## Problem details:
Rewrite every one of the following entries, putting "one point for each instance" in place of "a point per instance" and leaving everything else unchanged.

## Provided information:
# # # # #

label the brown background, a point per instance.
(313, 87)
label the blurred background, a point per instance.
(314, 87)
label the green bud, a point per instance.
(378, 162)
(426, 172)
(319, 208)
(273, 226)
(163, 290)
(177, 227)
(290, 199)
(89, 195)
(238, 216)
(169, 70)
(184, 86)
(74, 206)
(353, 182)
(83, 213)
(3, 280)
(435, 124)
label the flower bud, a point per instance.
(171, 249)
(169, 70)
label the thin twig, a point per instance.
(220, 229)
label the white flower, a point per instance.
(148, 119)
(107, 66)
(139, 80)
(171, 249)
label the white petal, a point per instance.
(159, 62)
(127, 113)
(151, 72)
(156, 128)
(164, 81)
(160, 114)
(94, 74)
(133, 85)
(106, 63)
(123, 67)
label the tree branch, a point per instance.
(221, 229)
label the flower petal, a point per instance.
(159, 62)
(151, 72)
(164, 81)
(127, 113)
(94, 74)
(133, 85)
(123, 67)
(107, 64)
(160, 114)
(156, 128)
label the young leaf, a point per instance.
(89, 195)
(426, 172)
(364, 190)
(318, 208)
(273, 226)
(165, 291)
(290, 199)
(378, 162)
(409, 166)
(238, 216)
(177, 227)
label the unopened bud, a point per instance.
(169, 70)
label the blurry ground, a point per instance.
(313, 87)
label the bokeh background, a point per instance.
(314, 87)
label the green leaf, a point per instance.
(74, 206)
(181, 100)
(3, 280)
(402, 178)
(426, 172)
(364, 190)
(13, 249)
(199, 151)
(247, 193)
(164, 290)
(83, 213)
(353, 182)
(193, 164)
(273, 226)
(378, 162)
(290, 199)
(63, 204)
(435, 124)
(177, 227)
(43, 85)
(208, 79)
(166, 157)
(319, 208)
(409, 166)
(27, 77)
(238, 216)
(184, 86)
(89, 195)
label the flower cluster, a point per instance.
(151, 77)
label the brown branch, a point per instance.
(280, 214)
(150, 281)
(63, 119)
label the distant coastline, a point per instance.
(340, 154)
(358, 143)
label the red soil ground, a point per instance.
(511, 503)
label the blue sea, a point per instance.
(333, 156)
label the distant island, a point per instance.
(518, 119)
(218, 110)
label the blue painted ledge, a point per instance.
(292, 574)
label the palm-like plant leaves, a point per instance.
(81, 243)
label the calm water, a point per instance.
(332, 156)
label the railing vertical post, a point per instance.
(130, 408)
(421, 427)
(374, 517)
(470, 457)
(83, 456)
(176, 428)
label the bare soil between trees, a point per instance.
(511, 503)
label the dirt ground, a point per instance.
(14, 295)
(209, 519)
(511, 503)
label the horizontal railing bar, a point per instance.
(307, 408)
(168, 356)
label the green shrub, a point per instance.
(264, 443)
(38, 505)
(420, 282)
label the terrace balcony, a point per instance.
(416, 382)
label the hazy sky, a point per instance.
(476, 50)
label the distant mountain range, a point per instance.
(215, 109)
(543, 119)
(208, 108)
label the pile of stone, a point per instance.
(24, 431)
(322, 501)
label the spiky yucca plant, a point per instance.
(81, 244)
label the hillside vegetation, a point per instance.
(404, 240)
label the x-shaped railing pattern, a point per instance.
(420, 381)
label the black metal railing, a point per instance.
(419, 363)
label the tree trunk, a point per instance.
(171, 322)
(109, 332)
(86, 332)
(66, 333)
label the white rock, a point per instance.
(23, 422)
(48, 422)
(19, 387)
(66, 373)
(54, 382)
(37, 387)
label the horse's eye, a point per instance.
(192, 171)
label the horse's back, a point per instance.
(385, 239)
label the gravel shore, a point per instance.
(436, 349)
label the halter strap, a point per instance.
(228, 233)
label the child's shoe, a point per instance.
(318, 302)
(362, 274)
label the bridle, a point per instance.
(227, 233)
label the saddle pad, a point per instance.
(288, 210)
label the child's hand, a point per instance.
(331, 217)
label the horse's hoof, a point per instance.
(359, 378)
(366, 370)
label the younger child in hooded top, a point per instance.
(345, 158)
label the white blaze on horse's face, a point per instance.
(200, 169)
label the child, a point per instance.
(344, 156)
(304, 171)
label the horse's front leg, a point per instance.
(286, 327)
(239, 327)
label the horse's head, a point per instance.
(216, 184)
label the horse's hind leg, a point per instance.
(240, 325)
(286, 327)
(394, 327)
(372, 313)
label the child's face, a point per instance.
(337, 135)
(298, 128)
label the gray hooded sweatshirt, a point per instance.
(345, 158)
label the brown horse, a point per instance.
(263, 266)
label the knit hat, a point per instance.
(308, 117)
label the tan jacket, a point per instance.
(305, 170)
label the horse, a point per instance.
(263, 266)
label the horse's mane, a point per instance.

# # # # #

## Solved problem:
label the brown background, one point for each instance.
(313, 87)
label the blurred background, one point for each instance.
(314, 87)
label the green bud, one point for each instance.
(378, 162)
(426, 172)
(319, 208)
(273, 226)
(163, 290)
(177, 227)
(290, 199)
(89, 195)
(238, 216)
(169, 70)
(184, 86)
(74, 206)
(353, 182)
(83, 213)
(3, 280)
(435, 124)
label the flower bud, one point for each instance.
(171, 249)
(169, 70)
label the thin twig, one point for each instance.
(220, 229)
label the white flower, one point for each instance.
(148, 119)
(107, 66)
(139, 80)
(171, 249)
label the white petal, one point for each instance.
(159, 62)
(127, 113)
(151, 72)
(156, 128)
(164, 81)
(160, 114)
(94, 74)
(133, 85)
(106, 63)
(123, 67)
label the tree branch, one point for each instance.
(221, 229)
label the flower petal, one point for each instance.
(159, 62)
(151, 72)
(164, 81)
(127, 113)
(94, 74)
(133, 85)
(123, 67)
(107, 64)
(160, 114)
(156, 128)
label the young leaf, one point for each instance.
(89, 195)
(426, 172)
(364, 190)
(318, 208)
(273, 226)
(165, 291)
(290, 199)
(378, 162)
(409, 166)
(238, 216)
(177, 227)
label the unopened bud, one point for each instance.
(169, 70)
label the blurry ground, one point for each instance.
(313, 87)
label the bokeh background, one point for each instance.
(314, 87)
label the green leaf, one point for each instance.
(74, 206)
(181, 100)
(3, 280)
(402, 178)
(426, 172)
(364, 190)
(13, 249)
(199, 151)
(247, 193)
(164, 290)
(83, 213)
(353, 182)
(193, 164)
(273, 226)
(378, 162)
(290, 199)
(63, 204)
(435, 124)
(177, 227)
(43, 85)
(208, 79)
(166, 157)
(319, 208)
(409, 166)
(27, 77)
(238, 216)
(184, 86)
(89, 195)
label the flower cluster, one point for each instance.
(151, 77)
label the brown branch, one point for each instance.
(280, 214)
(150, 281)
(63, 119)
label the distant coastline, one point for each instance.
(340, 154)
(358, 143)
label the red soil ground, one point for each instance.
(511, 503)
label the blue sea, one point for each instance.
(333, 156)
label the distant island, one point for each instance.
(518, 119)
(218, 110)
label the blue painted ledge, one point for each instance.
(292, 574)
label the palm-like plant leaves, one point for each instance.
(81, 243)
label the calm water, one point for each instance.
(332, 156)
label the railing vertical post, one point for each instance.
(130, 408)
(421, 427)
(374, 517)
(470, 457)
(83, 456)
(176, 428)
label the bare soil between trees, one point for each instance.
(511, 503)
label the dirt ground, one point for each instance.
(14, 295)
(209, 519)
(511, 503)
label the horizontal railing bar, one point for each instance.
(307, 408)
(168, 356)
label the green shrub, one point for each instance.
(264, 443)
(38, 505)
(420, 282)
label the terrace balcony, one point for each instance.
(416, 382)
label the hazy sky, one point for each instance.
(476, 50)
label the distant mountain range, one point for each instance.
(215, 109)
(543, 119)
(208, 108)
label the pile of stone, one point for each instance.
(24, 431)
(322, 501)
label the spiky yucca plant, one point for each instance.
(81, 244)
label the hillside vegetation, one point for each instance.
(404, 240)
label the x-shaped railing pattern, one point for each instance.
(420, 381)
label the black metal railing, one point for each instance.
(419, 363)
label the tree trunk, one point for each instance.
(171, 322)
(109, 332)
(86, 332)
(66, 333)
label the white rock, one point for each instance.
(23, 422)
(48, 422)
(19, 387)
(66, 373)
(54, 382)
(37, 387)
label the horse's eye, one point for each instance.
(192, 171)
label the horse's back, one point for each instance.
(385, 239)
label the gravel shore, one point for each instance.
(436, 349)
label the halter strap, one point for each instance.
(228, 233)
label the child's shoe, one point for each instance.
(318, 302)
(362, 274)
label the bridle, one point for each instance.
(227, 233)
label the saddle pad, one point for each instance.
(288, 210)
label the child's hand, one point for each instance.
(331, 217)
label the horse's hoof, one point for each instance.
(359, 378)
(366, 370)
label the younger child in hooded top, one point for each instance.
(345, 158)
label the white blaze on horse's face, one point for each instance.
(200, 169)
label the child, one point for each instance.
(344, 156)
(304, 171)
label the horse's front leg, one point for each instance.
(286, 327)
(239, 327)
label the horse's head, one point for each instance.
(216, 184)
label the horse's hind leg, one point for each instance.
(240, 325)
(286, 327)
(394, 327)
(372, 313)
label the child's face, one point for each instance.
(337, 135)
(298, 128)
label the gray hooded sweatshirt, one point for each instance.
(345, 158)
label the brown horse, one point for each instance.
(263, 266)
label the knit hat, one point for each instance.
(308, 117)
label the tan jacket, one point for each instance.
(305, 170)
label the horse, one point for each instance.
(263, 266)
label the horse's mane, one point for each instance.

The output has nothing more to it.